Records contained in a dataset:
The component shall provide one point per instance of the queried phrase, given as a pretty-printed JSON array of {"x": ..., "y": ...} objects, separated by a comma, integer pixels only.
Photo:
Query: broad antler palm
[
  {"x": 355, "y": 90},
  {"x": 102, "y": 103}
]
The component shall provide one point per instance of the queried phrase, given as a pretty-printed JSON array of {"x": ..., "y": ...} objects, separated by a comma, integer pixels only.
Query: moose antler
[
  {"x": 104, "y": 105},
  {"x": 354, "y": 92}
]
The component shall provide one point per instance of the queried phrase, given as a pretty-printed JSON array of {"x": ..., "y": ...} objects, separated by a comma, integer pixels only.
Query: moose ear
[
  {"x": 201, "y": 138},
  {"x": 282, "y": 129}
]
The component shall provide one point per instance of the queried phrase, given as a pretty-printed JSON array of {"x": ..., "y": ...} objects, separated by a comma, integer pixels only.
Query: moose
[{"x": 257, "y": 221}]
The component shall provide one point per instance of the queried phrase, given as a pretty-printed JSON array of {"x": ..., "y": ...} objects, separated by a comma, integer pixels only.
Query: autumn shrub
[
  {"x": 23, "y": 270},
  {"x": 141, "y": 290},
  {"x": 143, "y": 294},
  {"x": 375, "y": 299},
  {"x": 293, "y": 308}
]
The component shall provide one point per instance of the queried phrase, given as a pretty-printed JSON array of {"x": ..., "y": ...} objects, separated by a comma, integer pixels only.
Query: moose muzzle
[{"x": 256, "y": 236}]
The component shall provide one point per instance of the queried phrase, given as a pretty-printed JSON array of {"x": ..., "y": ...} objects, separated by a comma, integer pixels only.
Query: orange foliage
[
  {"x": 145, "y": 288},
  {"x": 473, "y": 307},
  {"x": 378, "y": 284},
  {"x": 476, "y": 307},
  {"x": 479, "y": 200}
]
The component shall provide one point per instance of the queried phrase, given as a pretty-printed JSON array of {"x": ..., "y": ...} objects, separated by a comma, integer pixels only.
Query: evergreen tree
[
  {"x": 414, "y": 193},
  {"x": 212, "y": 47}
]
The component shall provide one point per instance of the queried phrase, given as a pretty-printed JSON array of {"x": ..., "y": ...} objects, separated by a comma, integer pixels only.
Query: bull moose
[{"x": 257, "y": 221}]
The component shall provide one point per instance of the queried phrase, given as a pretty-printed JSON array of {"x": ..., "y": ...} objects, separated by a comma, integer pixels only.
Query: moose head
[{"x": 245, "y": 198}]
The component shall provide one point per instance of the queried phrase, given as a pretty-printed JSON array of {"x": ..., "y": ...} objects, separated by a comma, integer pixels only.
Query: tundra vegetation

What needs to be done: Reproduce every entry shown above, precisely as it stands.

Exercise answer:
The component shall provide one point per instance of the queried phrase, given as a pretty-printed JSON array of {"x": ..., "y": ...} objects, separated by a comma, integer pixels only.
Photo:
Query: broad antler palm
[
  {"x": 355, "y": 90},
  {"x": 102, "y": 103}
]
The component shall provide one point per instance of the queried phrase, given as a pretty-printed JSON array of {"x": ..., "y": ...} objects, separated by a comma, integer pixels only.
Query: moose antler
[
  {"x": 104, "y": 105},
  {"x": 354, "y": 92}
]
The component shall provide one point per instance of the queried phrase, given as a pretty-printed JSON array of {"x": ..., "y": ...} objects, separated by a comma, integer pixels only.
Query: moose ear
[
  {"x": 201, "y": 138},
  {"x": 282, "y": 129}
]
The component shall provide one point per instance of the queried phrase, given as a pretty-printed JSON array of {"x": ..., "y": ...} objects, separated by a comma, integer pixels only.
Query: moose
[{"x": 257, "y": 221}]
The component shall provide one point per instance of the queried phrase, given as a pretty-printed JSON array of {"x": ..., "y": ...} objects, separated by a comma, integer pixels only.
Query: autumn shrub
[
  {"x": 23, "y": 270},
  {"x": 141, "y": 290},
  {"x": 143, "y": 294},
  {"x": 375, "y": 299},
  {"x": 293, "y": 308}
]
The component shall provide one point per instance of the queried phrase, given as a pretty-printed JSON array of {"x": ..., "y": ...} objects, separated by a comma, integer pixels only.
Query: moose muzzle
[{"x": 256, "y": 236}]
The component shall provide one point per instance of the queried phrase, given as a pretty-printed JSON array of {"x": ..., "y": ...} objects, separated by a comma, integer pixels only.
Query: orange foliage
[
  {"x": 145, "y": 288},
  {"x": 473, "y": 307},
  {"x": 378, "y": 284},
  {"x": 476, "y": 307},
  {"x": 479, "y": 200}
]
The component shall provide one point per instance of the queried phrase, given as a pretty-printed JSON array of {"x": ..., "y": ...} objects, separated by a comma, integer pixels only.
Query: evergreen tree
[
  {"x": 414, "y": 193},
  {"x": 212, "y": 47}
]
The component shall provide one point per instance of the queried phrase, given as a pretty-printed JSON array of {"x": ..., "y": ...} objects, separated by a comma, integer pixels only.
Query: bull moose
[{"x": 257, "y": 221}]
The component shall provide one point per instance of the queried phrase, given as a pretty-printed JSON array of {"x": ..., "y": ...} objects, separated by a comma, integer pixels only.
Query: moose head
[{"x": 245, "y": 198}]
The component shall provide one point per instance of the queried phrase, given as a pretty-printed JSON array of {"x": ..., "y": ...} objects, separated by a comma, integer pixels only.
Query: tundra vegetation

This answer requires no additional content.